Background Continuing economic
sanctions, imposed by UN Security Council resolutions following Iraq's
invasion of Kuwait in 1990, contributed to a deteriorating economic and
humanitarian situation. Many governments and non-governmental
organizations criticized the sanctions. In February, two senior UN
officials, the head of the humanitarian program in Iraq and the head of
the World Food Programme in Iraq, resigned over concerns about their
impact. From August until the end of the year many countries, including
France and the Russian Federation, sent flights carrying humanitarian aid
to Iraq, in most cases with the approval of the UN Security Council
Sanctions Committee.
The government of Iraq
continued to reject UN Resolution 1284, adopted in December 1999. This
established a new arms inspection body, the UN Monitoring, Verification
and Inspection Commission (UNMOVIC), and provided for the lifting of
sanctions if the government allowed arms inspections to be
renewed.
Air strikes by US and United Kingdom
(UK) forces against Iraqi targets continued, reportedly resulting in
further civilian deaths. According to Iraqi government figures, around 300
people have been killed since the air strikes began in December
1998. In March a new parliament was elected. All
165 candidates of the ruling Ba'ath Party were elected, including 'Uday
Saddam Hussain, the President's eldest son. The remaining 55 seats were
won by pro-government independent candidates and a further 30 deputies
were appointed by the government to represent Iraqi Kurdistan, two
provinces in northern Iraq ruled by Kurdish political parties and which
are not under central government control.
In
April the UN Commission on Human Rights adopted a resolution condemning
the ''systematic, widespread and extremely grave violations of human
rights and international humanitarian law by the Government of Iraq'' and
extended for a further year the mandate of the UN Special Rapporteur on
Iraq.
Death penalty The large-scale application of the death penalty continued.
Hundreds of people, including possible prisoners of conscience, were
executed. The victims included army officers suspected of having links
with the Iraqi opposition abroad or plotting to overthrow the government
and Shi'a Muslims suspected of anti-government activities. In many cases
it was impossible to determine whether the executions were judicial or
extrajudicial, given the secrecy surrounding them.
- In February, 38 Republican Guard officers were
executed. They were arrested in January, reportedly after a failed
attempt to assassinate the President. Those executed included General
'Abd al-Karim Hussain al-Dulaimi, head of the Republican Guard's second
brigade.
- A Jordanian national, Dawud Salman al-Dallu, was
executed in Abu Ghraib Prison in Baghdad in June after being convicted
of espionage. He had been detained since 1993. The date and details of
his trial were not known.

→ INFORMATION PROVIDED:
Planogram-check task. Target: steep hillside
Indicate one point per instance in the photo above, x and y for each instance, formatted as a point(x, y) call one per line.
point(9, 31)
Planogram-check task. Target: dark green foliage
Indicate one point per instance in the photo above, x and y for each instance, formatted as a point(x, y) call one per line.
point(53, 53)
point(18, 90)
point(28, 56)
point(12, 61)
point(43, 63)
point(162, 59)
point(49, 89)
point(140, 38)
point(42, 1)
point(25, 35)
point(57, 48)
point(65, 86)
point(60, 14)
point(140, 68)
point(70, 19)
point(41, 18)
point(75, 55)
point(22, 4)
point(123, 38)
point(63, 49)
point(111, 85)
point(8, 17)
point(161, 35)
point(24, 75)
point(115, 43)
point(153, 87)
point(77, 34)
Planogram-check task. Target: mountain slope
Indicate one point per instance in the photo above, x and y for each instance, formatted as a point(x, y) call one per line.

---

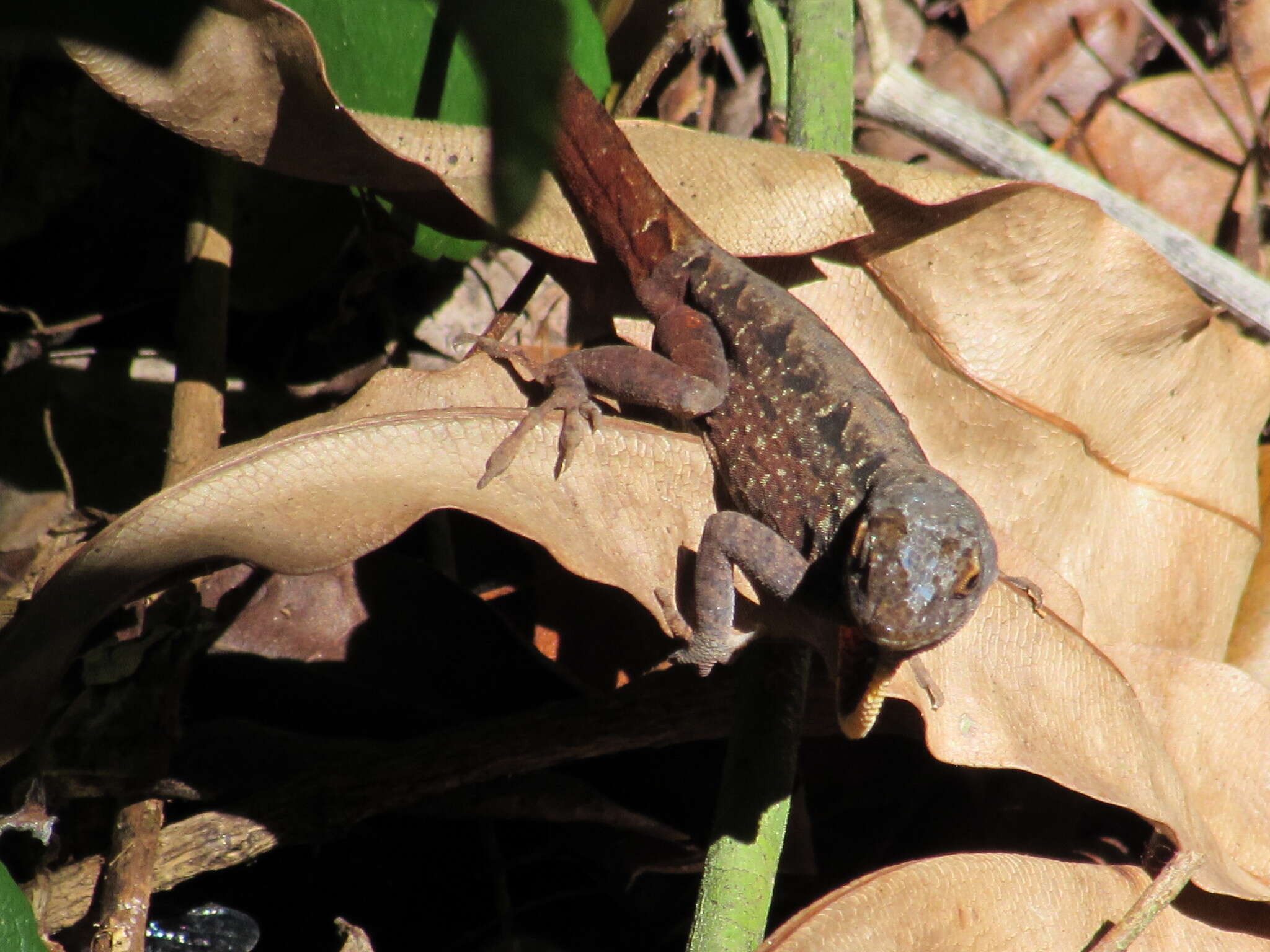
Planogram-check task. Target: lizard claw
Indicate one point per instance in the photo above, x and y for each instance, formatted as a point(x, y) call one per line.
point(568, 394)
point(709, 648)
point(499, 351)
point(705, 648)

→ SET PROBLEM 1: Condense the paragraph of the Iraq report that begins "The government of Iraq" into a shorter version that keeps its main facts.
→ SET PROBLEM 2:
Answer from the Iraq report:
(a) In what year did Iraq invade Kuwait?
(b) How many Ba'ath Party candidates were elected to the new parliament in March?
(c) How many Republican Guard officers were executed in February?
→ SET PROBLEM 3: Copy the passage of the Iraq report that begins at "- In February, 38" and stops after "were not known.", changing "espionage" to "spying".

→ REPLY 1: Iraq still rejected UN Resolution 1284 of December 1999. The resolution set up a new arms inspection body, the UN Monitoring, Verification and Inspection Commission (UNMOVIC), and allowed sanctions to be lifted if Iraq let arms inspections resume.

→ REPLY 2:
(a) 1990
(b) 165
(c) 38

→ REPLY 3:
- In February, 38 Republican Guard officers were
executed. They were arrested in January, reportedly after a failed
attempt to assassinate the President. Those executed included General
'Abd al-Karim Hussain al-Dulaimi, head of the Republican Guard's second
brigade.
- A Jordanian national, Dawud Salman al-Dallu, was
executed in Abu Ghraib Prison in Baghdad in June after being convicted
of spying. He had been detained since 1993. The date and details of
his trial were not known.